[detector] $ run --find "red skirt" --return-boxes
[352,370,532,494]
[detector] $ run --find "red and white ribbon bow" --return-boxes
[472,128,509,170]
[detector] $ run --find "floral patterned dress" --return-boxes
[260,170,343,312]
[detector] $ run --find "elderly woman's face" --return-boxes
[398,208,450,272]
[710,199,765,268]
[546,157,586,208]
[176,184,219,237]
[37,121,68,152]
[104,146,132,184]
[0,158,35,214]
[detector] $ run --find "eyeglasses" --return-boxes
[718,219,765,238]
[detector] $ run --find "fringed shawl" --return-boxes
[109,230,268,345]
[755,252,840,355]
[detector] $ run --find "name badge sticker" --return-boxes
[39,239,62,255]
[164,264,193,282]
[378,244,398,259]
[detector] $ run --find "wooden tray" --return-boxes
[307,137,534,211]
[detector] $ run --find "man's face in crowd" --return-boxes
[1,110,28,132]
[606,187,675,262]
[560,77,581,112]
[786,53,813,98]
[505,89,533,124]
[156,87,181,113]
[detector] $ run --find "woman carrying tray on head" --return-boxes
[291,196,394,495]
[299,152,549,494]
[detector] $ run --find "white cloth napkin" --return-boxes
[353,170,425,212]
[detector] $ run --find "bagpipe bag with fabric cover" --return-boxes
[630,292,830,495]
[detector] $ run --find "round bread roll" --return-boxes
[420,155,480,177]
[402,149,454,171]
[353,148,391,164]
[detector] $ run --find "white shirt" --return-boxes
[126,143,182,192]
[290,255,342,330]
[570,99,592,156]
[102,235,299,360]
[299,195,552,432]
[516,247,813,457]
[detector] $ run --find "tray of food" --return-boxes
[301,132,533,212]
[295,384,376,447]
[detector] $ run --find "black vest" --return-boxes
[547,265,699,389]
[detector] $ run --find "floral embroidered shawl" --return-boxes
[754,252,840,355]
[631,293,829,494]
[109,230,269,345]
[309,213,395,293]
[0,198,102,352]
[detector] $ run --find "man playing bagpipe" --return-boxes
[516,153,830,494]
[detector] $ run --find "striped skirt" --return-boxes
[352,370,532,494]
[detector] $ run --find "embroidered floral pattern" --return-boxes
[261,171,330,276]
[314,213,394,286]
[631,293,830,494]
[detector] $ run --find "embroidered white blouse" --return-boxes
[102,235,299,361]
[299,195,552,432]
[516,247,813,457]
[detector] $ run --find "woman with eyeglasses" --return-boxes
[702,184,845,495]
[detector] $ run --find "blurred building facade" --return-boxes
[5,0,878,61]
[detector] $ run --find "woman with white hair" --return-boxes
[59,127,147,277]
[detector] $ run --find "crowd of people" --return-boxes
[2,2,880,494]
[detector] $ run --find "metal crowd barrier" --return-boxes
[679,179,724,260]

Prompt: Could you retype all of the material word for word?

Expected output:
[detector] $ run --find "red skirt" --return-boxes
[352,370,532,494]
[detector] $ run --find "red and white ribbon bow" --return-boxes
[472,128,509,170]
[detector] $ run --find "floral patterned dress" --return-boxes
[260,170,343,312]
[detector] $ run --find "elderly woman's face" --return-boxes
[398,208,450,272]
[710,199,765,268]
[546,157,586,208]
[176,184,219,237]
[37,121,68,152]
[104,146,132,184]
[0,158,35,214]
[detector] $ run --find "eyeglasses" --return-boxes
[718,219,765,238]
[detector] $ run --find "fringed shawl" --return-boxes
[109,230,268,345]
[755,252,840,355]
[detector] $ run --find "name badge sticker" --return-boxes
[39,239,62,255]
[164,264,193,282]
[378,244,398,259]
[detector] $ run --find "wooden tray" --return-boxes
[307,137,534,211]
[detector] $ run --find "man's face in crowd" --return-boxes
[1,110,28,132]
[606,187,675,262]
[560,77,581,112]
[786,53,813,98]
[505,89,533,124]
[156,87,181,113]
[detector] $ run --find "woman carrying tray on head" --return-boxes
[291,196,394,495]
[299,152,549,494]
[detector] $ run --find "white cloth napkin" --return-boxes
[353,170,425,212]
[detector] $ run --find "bagpipe bag with fabric cover" --return-boxes
[630,292,830,495]
[detector] $ run --find "round bread roll" --return-boxes
[420,155,480,177]
[402,149,454,171]
[353,148,391,164]
[detector] $ run --find "white shirt" --return-boxes
[126,143,182,192]
[290,255,342,330]
[570,99,592,156]
[102,235,299,360]
[299,195,552,432]
[516,247,813,457]
[detector] $ run --find "tray of food" --return-boxes
[301,132,533,212]
[295,384,376,447]
[detector] $ run --find "black vest" --return-boxes
[547,265,699,389]
[detector] $ run --find "floral embroidered shawl" --return-boxes
[754,252,840,355]
[631,293,829,494]
[109,230,269,345]
[309,213,395,293]
[0,198,102,352]
[detector] $ run --find "man playing bagpipe" --return-boxes
[516,153,830,494]
[detector] $ run --find "striped skirt" --return-boxes
[352,370,532,494]
[detector] $ run --find "embroidered floral pattern" --return-boxes
[261,171,330,276]
[314,213,394,286]
[631,293,830,494]
[detector] $ run --find "embroidered white blouse" --return-boxes
[102,235,299,361]
[299,195,552,432]
[516,247,813,457]
[detector] $ run --find "woman with eyeglasses" --return-boxes
[702,184,845,495]
[detector] $ run --find "blurred building facade" --return-boxes
[5,0,878,61]
[detector] $ run --find "woman with white hair" --return-boxes
[59,127,147,277]
[detector] $ run --find "crowd of people" --return-boxes
[2,2,880,494]
[detector] $ run --find "metal crowd barrier" --return-boxes
[679,179,724,260]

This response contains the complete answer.